▶ **O QUE SE PEDE**
- 1) Por favor, diga se cada afirmação concorda com o texto fornecido, respondendo sim ou não e citando as palavras do texto que decidem: (a) a história da humanidade soma cerca de 200.000 anos; (b) a Revolução Russa ocorreu em 1918; (c) a revolução Neolítica trouxe objetos de cerâmica.
- 2) Segundo o texto fornecido, graças a que material os equipamentos militares foram aperfeiçoados?

▶ **TEXTO FORNECIDO**

========

Eu gostaria de enfatizar um ponto que parece ter sido esquecido hoje em dia, depois do aparente triunfo do capitalismo em escala global: A Revolução Russa de 1917 foi evento sem precedentes na história da espécie humana.

Neste caso, vale a pena lembrarmos que a história da humanidade é relativamente curta, levando tudo em consideração. Ela soma por volta de 200,000 anos, o que não é muito se compararmos com os milhões de anos em que os dinossauros dominavam o planeta. Podemos sustentar que, nesta breve sequência, tivemos basicamente apenas uma fundamental “Revolução”: a revolução Neolítica. Essa revolução traduziu-se em ferramentas mais efetivas, estabelecimento da agricultura, uma noção estabelecida de propriedade de terras, objetos de cerâmica, a possibilidade de excesso de alimento que permitiu a existência um classe dominante ociosa, resultando na criação de um estado, da escrita, do dinheiro, de taxas, do aperfeiçoamento (graças ao bronze) de equipamentos militares, comércio a longa distância… Tudo isto, datando apenas alguns milênios atrás e ainda estamos no mesmo lugar.

========

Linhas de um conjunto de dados
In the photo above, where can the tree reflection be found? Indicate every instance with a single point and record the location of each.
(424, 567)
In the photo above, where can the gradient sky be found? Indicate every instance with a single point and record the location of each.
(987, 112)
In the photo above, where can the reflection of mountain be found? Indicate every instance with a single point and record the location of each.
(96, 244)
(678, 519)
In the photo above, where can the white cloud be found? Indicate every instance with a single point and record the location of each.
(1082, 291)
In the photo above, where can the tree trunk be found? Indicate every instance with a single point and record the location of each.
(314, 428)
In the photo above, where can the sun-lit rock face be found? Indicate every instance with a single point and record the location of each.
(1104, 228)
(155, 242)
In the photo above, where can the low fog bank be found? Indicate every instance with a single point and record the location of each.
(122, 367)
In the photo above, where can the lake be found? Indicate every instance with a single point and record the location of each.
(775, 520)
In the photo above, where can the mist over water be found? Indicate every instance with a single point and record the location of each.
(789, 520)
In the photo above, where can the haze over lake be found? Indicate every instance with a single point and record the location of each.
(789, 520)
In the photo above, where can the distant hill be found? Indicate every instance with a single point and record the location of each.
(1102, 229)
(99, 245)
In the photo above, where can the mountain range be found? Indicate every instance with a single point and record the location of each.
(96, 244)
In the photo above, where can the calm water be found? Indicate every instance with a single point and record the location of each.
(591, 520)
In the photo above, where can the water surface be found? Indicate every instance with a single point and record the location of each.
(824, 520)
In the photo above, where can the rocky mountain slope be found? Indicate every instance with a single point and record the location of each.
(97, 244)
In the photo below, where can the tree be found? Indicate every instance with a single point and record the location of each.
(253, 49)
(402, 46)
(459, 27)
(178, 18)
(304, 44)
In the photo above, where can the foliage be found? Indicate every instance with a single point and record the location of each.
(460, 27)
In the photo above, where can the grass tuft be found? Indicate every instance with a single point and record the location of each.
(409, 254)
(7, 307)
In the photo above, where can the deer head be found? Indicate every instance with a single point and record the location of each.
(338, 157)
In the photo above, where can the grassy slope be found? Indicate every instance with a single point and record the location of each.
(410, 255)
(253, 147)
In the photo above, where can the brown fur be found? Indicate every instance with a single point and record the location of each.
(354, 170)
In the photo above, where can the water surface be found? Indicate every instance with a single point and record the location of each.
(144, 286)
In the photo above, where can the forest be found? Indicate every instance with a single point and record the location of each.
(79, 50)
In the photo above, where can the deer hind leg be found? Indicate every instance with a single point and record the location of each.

========

▶ **RESPOSTAS POR TAREFA**
- 1)
(a) Sim: "Ela soma por volta de 200,000 anos"
(b) Não: "A Revolução Russa de 1917"
(c) Sim: "objetos de cerâmica"

- 2) Graças ao bronze.